**WHAT TO DO:** Each line that has the string "post" must be copied from the records below.

--- DATA RECORDS ---

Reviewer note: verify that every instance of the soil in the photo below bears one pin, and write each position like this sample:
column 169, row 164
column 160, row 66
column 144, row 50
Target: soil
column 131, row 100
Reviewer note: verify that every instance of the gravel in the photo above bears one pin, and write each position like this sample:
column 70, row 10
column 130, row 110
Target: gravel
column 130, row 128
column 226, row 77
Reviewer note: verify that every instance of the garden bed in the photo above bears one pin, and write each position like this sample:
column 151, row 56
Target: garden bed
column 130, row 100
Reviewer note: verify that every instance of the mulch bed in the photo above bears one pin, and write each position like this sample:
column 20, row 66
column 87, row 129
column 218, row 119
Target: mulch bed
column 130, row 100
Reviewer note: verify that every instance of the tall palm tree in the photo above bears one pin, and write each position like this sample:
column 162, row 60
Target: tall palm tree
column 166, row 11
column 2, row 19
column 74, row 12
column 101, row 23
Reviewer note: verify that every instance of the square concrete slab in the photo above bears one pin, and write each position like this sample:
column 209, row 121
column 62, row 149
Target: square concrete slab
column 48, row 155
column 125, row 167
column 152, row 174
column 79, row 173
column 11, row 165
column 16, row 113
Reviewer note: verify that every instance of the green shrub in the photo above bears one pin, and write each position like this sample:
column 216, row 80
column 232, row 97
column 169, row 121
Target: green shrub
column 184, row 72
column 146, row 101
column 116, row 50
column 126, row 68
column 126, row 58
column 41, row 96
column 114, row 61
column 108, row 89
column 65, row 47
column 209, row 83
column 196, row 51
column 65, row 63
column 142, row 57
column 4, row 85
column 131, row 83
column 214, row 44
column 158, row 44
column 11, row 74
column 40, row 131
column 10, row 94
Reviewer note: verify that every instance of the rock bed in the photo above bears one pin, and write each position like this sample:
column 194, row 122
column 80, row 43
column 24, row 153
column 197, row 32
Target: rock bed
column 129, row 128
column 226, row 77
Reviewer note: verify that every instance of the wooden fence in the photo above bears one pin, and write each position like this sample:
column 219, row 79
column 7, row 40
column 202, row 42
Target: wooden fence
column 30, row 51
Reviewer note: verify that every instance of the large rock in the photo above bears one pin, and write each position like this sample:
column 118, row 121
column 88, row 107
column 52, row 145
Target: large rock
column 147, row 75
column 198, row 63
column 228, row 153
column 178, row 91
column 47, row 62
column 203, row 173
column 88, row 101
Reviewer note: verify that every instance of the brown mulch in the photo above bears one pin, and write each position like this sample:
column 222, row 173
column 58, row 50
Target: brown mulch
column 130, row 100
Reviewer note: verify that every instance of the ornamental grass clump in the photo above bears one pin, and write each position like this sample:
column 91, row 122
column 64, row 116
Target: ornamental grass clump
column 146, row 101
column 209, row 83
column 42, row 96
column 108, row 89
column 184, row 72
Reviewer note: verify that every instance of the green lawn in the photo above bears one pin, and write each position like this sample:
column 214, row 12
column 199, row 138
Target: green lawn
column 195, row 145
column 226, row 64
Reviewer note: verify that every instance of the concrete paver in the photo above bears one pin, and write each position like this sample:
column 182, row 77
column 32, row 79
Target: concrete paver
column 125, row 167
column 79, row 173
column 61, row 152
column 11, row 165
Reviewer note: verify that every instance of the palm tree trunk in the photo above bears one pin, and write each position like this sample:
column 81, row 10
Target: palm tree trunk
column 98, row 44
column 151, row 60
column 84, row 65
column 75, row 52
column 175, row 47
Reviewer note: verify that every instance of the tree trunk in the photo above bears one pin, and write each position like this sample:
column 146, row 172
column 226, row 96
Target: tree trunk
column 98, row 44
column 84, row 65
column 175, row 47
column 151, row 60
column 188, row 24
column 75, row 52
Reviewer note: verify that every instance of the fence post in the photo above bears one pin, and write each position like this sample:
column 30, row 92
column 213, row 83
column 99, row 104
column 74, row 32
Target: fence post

---

**OUTPUT FOR THIS TASK:**
Reviewer note: verify that every instance of the fence post in the photo above bears one pin, and write each position like this sample:
Target: fence post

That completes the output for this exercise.